WHAT THE TASK REQUIRES — Set the data down again, word for word, as it appears below.

Referring expression data:
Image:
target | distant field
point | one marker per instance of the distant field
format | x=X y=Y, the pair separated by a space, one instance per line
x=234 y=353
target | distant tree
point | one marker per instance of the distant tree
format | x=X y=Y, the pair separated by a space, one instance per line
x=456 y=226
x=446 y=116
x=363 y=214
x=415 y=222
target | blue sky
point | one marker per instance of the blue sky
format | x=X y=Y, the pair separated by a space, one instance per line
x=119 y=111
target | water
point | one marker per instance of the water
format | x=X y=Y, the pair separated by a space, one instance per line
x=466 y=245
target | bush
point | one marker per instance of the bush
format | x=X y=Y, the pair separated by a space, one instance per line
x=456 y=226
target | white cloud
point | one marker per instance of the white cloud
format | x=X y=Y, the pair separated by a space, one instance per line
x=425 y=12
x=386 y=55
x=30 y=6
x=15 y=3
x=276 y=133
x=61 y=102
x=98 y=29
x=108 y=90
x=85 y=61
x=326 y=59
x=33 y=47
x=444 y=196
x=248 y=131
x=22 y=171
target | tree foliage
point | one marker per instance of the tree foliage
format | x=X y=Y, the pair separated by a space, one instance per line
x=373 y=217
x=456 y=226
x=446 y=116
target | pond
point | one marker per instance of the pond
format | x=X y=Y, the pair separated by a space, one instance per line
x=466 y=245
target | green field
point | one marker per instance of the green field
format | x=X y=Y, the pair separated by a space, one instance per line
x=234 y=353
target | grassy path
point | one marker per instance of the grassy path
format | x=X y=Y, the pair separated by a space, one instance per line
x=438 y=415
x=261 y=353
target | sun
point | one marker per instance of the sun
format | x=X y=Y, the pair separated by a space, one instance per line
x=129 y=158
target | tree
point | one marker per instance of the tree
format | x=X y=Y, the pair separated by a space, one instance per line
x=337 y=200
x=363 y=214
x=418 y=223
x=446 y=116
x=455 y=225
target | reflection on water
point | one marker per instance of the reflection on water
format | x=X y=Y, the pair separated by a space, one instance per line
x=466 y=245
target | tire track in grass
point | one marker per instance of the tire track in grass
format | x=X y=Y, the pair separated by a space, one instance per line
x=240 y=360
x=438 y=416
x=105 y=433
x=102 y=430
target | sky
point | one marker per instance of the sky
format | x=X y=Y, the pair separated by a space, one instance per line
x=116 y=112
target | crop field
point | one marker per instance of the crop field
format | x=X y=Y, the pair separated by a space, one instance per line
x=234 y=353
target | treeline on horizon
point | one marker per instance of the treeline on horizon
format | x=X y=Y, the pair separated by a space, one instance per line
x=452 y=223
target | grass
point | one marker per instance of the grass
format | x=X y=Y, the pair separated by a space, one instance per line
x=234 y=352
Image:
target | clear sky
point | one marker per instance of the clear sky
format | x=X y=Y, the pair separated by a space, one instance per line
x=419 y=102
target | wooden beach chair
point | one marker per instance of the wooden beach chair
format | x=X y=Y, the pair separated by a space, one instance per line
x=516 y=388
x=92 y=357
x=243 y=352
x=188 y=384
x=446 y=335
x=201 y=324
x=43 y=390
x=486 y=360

OUTPUT —
Image:
target | distant field
point | one marker per instance of the distant field
format | x=X y=Y, the pair separated by a space, one instance per line
x=234 y=353
target | distant tree
point | one marker per instance of the distant tree
format | x=X y=Y, the pair separated by a space, one instance per line
x=456 y=226
x=446 y=116
x=363 y=214
x=415 y=222
target | blue sky
point | one marker per instance of the blue sky
format | x=X y=Y, the pair separated by a space, one instance per line
x=119 y=111
target | water
point | one marker per instance of the water
format | x=X y=Y, the pair separated by a space, one instance per line
x=466 y=245
target | bush
point | one marker per instance of the bush
format | x=X y=Y, the pair separated by a space, one instance per line
x=456 y=226
target | white cloud
point | one marker per instance of the white cloud
format | x=X y=Y, the pair separated by a space, one instance per line
x=425 y=12
x=386 y=55
x=30 y=6
x=15 y=3
x=276 y=133
x=61 y=102
x=98 y=29
x=108 y=90
x=85 y=61
x=326 y=59
x=33 y=47
x=444 y=196
x=248 y=131
x=22 y=171
target | tree foliage
point | one marker per instance of the tree foliage
format | x=X y=Y, the pair separated by a space, one instance per line
x=373 y=217
x=456 y=226
x=446 y=116
target | pond
point | one marker per instance of the pond
format | x=X y=Y, the pair separated by a space, one instance per line
x=466 y=245
target | green field
point | one marker per instance of the green field
format | x=X y=Y, the pair separated by a space, one instance per line
x=234 y=353
target | grassy path
point | one marker per instance of the grassy path
format | x=X y=Y, the pair separated by a space, one instance per line
x=438 y=415
x=261 y=353
target | sun
point | one marker per instance of the sun
format | x=X y=Y, the pair separated by a space, one instance per line
x=129 y=158
target | tree
point | one marker per instance of the tree
format | x=X y=Y, the pair separated by a space, one instance per line
x=337 y=200
x=363 y=214
x=418 y=223
x=446 y=116
x=455 y=225
target | reflection on water
point | one marker per instance of the reflection on water
format | x=X y=Y, the pair separated by a space, one instance per line
x=466 y=245
target | tire track in grass
point | one marker per instance of the tire track in grass
format | x=X y=Y, the pair separated by a space, one instance per line
x=240 y=360
x=438 y=416
x=105 y=433
x=102 y=430
target | sky
point | one marker per instance of the sky
format | x=X y=Y, the pair separated by a space, one instance per line
x=116 y=112
target | crop field
point | one marker per instance of the crop field
format | x=X y=Y, the pair separated by a space, one instance per line
x=234 y=353
target | treeline on horizon
point | one marker per instance of the treeline on horizon
format | x=X y=Y, the pair separated by a space, one instance per line
x=452 y=223
target | grass
point | one marker per instance of the grass
format | x=X y=Y, the pair separated by a space, one instance per line
x=234 y=352
Image:
target | clear sky
point | one marker per instance of the clear sky
format | x=X y=Y, the pair separated by a space, one instance per line
x=419 y=102
target | wooden beach chair
point | one marker per instance of the wooden beach chair
format | x=X y=Y, the pair separated by a space, one instance per line
x=516 y=388
x=92 y=357
x=243 y=352
x=188 y=384
x=446 y=335
x=201 y=324
x=43 y=390
x=486 y=360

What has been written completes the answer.